> DATASET CONTENT:
◇ ◇ ◇ ◇ ◇

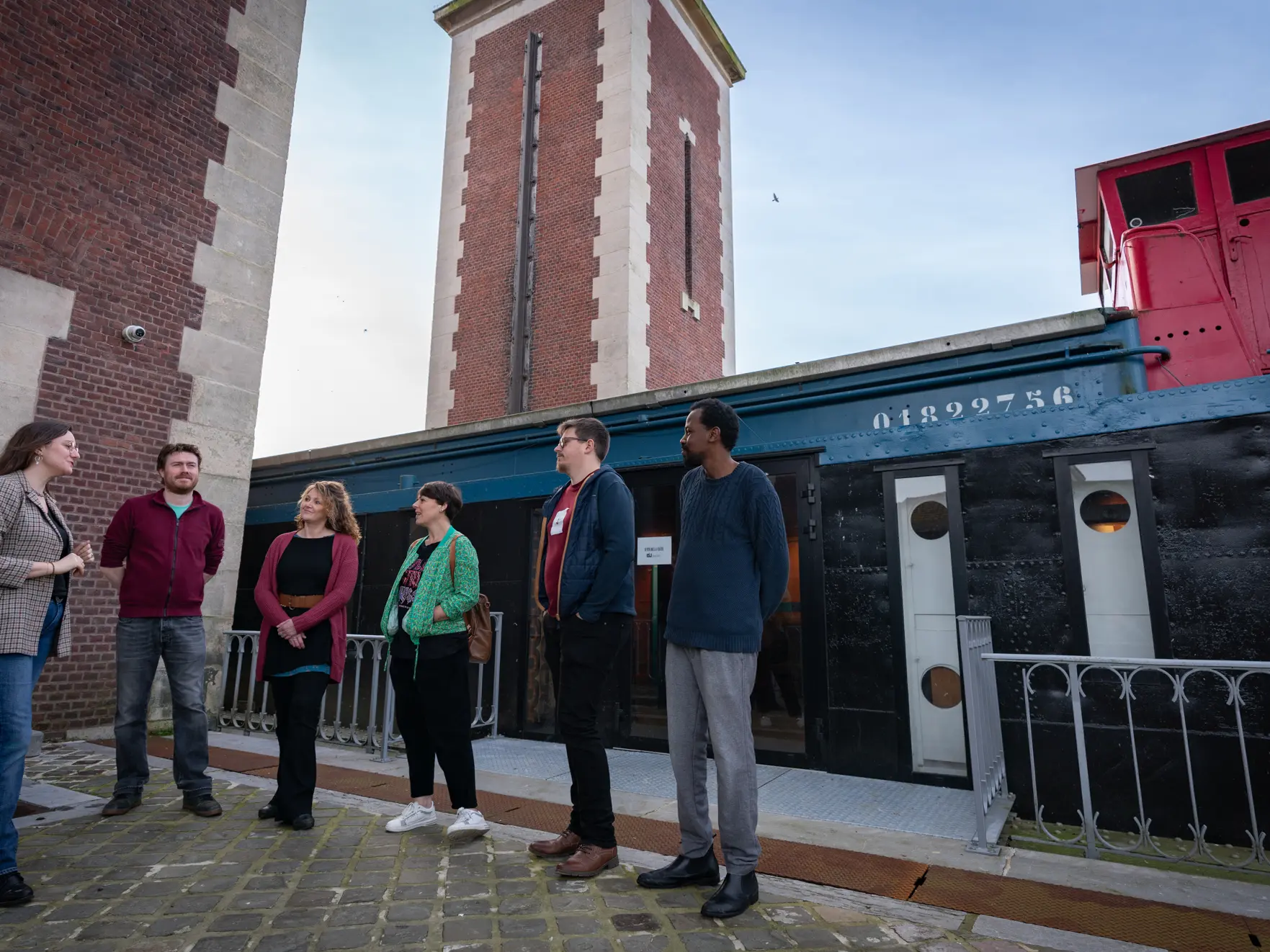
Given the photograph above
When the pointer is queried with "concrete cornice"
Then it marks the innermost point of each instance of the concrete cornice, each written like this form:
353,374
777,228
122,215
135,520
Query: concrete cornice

◇ ◇ ◇ ◇ ◇

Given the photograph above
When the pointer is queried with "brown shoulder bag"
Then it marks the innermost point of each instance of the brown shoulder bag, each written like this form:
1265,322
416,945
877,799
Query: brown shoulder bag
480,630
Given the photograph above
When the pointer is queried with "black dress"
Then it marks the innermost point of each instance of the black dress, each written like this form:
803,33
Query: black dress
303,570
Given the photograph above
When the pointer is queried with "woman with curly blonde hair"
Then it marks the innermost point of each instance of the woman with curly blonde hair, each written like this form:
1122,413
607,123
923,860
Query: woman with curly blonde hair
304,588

◇ ◇ ◇ ◇ ◇

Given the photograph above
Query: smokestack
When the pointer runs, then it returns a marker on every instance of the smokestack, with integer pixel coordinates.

◇ ◇ ◇ ◇ ◇

> TASK DESCRIPTION: Gather every line of the data above that contains the string "marks" and copy each of those lines in full. Treat the match as case-sensitive.

> RESULT FOR THIS EXERCISE:
Then it marks the innermost point of each instance of the concrete cornice, each written like this form:
Then it marks the innermost point of each instance of the brown shoulder bag, each written like this form:
Then it marks the innermost point of each instance of the black dress, each written like this form:
Then it marks the innermost point of each instance of the woman with curly blonde hair, each written like this form:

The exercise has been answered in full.